Show every line below that contains the string "stone". Case counts, so match it letter for letter.
═════ SUPPLIED RECORDS ═════
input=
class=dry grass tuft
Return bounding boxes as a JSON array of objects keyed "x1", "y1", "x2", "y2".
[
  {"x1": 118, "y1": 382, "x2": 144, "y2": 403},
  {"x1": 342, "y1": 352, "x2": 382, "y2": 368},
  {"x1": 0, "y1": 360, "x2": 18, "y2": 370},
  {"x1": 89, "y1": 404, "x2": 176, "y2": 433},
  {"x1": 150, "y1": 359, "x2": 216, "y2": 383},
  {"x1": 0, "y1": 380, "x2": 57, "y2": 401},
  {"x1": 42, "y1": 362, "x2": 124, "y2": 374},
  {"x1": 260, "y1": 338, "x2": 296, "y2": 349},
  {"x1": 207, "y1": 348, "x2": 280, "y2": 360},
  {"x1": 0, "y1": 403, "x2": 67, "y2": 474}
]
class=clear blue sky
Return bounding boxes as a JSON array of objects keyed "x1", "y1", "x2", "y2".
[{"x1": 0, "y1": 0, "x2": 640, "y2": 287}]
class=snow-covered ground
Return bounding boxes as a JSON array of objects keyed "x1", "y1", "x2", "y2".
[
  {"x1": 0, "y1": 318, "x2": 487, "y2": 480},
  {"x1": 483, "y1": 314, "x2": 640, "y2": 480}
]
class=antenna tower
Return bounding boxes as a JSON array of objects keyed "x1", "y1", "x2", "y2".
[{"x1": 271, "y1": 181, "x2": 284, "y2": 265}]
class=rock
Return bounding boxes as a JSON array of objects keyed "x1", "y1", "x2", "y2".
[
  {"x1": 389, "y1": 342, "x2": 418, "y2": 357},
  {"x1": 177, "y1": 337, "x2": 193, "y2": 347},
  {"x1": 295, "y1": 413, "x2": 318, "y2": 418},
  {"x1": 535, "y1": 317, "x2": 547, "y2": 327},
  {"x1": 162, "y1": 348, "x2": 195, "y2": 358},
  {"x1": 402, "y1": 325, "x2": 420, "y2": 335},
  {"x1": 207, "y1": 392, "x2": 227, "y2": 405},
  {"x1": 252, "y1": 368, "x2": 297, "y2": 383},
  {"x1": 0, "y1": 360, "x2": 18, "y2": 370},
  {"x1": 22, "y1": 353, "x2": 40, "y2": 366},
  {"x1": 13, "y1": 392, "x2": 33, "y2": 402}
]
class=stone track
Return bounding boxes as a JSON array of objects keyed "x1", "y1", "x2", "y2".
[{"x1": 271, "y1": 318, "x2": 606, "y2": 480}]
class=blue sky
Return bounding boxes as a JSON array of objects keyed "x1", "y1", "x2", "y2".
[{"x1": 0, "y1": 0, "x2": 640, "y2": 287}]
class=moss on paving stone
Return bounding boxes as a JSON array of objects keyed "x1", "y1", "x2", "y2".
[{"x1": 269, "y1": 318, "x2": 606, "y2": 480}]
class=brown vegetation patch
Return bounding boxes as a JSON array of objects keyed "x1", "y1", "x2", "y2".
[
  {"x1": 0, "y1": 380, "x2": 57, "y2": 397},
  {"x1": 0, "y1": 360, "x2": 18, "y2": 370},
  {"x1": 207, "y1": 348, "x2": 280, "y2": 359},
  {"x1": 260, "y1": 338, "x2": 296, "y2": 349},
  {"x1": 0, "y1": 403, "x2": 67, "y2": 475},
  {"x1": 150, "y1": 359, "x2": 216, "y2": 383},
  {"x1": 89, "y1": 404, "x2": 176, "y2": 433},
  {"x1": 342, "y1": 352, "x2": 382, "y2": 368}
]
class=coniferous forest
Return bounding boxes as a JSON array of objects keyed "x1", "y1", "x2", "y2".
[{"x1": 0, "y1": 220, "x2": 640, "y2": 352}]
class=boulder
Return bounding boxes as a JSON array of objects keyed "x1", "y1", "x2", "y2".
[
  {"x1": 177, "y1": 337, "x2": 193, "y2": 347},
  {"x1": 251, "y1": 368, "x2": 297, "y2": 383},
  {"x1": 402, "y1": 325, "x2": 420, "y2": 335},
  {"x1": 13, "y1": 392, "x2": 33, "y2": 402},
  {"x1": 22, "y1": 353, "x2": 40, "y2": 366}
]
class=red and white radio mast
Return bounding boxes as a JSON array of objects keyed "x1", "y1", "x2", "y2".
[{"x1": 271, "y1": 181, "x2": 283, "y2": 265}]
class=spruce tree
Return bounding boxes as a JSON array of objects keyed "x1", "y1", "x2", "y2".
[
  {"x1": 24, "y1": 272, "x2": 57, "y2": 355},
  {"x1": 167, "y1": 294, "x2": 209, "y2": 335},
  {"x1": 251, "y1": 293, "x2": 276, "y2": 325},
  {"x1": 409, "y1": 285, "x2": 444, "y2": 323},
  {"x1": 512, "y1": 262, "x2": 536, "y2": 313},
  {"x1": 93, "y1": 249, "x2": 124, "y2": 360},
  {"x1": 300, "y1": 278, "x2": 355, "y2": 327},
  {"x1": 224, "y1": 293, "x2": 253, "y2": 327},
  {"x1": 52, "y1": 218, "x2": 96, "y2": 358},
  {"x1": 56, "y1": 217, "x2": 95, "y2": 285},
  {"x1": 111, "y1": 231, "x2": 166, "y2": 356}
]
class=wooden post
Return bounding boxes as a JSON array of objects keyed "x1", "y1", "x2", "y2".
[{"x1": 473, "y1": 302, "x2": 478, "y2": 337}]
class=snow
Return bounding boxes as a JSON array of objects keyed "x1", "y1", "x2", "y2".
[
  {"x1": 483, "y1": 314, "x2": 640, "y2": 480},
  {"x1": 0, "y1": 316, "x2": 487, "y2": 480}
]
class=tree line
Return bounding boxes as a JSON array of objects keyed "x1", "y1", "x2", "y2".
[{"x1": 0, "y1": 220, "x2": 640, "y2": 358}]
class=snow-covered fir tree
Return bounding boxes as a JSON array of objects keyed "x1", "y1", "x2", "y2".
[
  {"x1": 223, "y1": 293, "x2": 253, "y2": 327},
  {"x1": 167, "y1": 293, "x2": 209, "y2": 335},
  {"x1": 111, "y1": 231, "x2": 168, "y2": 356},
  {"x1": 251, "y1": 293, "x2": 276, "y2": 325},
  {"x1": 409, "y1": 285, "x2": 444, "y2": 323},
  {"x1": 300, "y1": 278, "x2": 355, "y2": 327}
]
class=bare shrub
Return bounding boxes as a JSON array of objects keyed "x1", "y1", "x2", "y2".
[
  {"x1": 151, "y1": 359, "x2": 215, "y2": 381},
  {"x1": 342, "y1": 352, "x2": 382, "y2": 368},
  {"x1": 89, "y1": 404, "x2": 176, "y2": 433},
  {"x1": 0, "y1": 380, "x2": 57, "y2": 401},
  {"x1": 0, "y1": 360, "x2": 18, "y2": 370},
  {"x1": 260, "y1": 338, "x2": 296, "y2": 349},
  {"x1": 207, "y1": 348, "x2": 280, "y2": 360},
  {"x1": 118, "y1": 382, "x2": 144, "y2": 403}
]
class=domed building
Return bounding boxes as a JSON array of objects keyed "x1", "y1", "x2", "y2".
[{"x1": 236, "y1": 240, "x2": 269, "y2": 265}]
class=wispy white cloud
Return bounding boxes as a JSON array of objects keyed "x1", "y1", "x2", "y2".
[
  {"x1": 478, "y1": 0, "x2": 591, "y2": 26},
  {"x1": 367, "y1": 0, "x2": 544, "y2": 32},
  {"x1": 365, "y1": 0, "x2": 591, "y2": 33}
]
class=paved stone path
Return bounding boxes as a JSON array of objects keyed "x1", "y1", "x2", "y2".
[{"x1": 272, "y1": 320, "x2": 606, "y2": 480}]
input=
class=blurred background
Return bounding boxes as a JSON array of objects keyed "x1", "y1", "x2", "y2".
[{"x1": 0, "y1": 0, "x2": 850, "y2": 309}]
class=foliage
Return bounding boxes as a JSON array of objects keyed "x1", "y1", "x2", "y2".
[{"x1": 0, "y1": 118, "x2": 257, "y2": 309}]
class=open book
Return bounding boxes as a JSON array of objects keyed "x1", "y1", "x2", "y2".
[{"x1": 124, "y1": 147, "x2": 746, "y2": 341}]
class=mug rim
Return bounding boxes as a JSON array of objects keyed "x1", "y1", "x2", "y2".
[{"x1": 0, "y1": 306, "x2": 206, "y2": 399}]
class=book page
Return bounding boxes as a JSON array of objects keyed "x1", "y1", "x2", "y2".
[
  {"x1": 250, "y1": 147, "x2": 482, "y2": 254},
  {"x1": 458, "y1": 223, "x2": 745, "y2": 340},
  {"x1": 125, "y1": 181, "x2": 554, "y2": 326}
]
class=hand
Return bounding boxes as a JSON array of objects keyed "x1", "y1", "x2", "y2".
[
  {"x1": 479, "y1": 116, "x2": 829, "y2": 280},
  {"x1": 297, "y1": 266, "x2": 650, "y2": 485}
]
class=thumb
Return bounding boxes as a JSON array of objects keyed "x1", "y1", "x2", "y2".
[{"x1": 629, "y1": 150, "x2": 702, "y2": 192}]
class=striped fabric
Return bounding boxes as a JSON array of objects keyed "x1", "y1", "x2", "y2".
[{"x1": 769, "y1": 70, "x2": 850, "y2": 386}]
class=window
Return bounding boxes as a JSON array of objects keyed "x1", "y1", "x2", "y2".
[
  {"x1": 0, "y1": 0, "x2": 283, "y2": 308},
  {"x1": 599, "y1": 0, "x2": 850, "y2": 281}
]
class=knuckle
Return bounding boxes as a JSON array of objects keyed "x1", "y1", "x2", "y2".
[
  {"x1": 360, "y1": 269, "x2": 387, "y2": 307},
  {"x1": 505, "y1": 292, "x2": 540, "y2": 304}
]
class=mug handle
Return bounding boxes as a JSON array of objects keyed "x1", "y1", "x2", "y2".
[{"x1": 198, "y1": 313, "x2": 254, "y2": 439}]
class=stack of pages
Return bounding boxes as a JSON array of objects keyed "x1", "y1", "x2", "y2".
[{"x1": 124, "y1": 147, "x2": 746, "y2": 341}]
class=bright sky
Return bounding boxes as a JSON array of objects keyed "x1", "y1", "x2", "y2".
═════
FINISHED ANSWER:
class=stone track
class=moss on paving stone
class=paved stone path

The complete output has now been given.